- **TEXT FOR ANALYSIS**:
##########

Al-Sadr Orders Militia To Disarm
Shiite cleric Muqtada al-Sadr ordered most of his militiamen to disarm but said Friday he will maintain elite fighting units to resist the Americans if a timetable for the withdrawal of U.S. troops is not established.
Also Friday, Iraqi police say at least 16 people have been killed and 20 wounded when a car bomb struck a market in the northern city of Tal Afar.
A senior police official in the nearby city of Mosul says the car was parked when it exploded by the market, crowded with shoppers.
The official spoke on condition of anonymity because he wasn't authorized to release the information. The bombing is the latest in a series of deadly attacks by suspected insurgents seeking to chip away at recent security gains.
Al-Sadr's statement - read to worshippers during Friday prayers in Baghdad's former militia stronghold of Sadr City - is in line with details revealed earlier this week and appears to be an extension of plans he announced in June aimed at asserting more control over the militia.
"Weapons are to be exclusively in the hands of one group, the resistance group," while another group called Momahidoun is to focus on social, religious and community work, Sadrist cleric Mudhafar al-Moussawi said.

##########

- **SOURCE DATA**:
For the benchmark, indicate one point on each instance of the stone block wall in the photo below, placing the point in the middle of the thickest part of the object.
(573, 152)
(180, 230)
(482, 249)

##########

- **TASK TO CARRY OUT**: Rewrite the news report between "The official spoke" and "recent security gains.", inclusive, putting "militants" in place of "insurgents".

- **OUTPUT FOR THIS TASK**:
The official spoke on condition of anonymity because he wasn't authorized to release the information. The bombing is the latest in a series of deadly attacks by suspected militants seeking to chip away at recent security gains.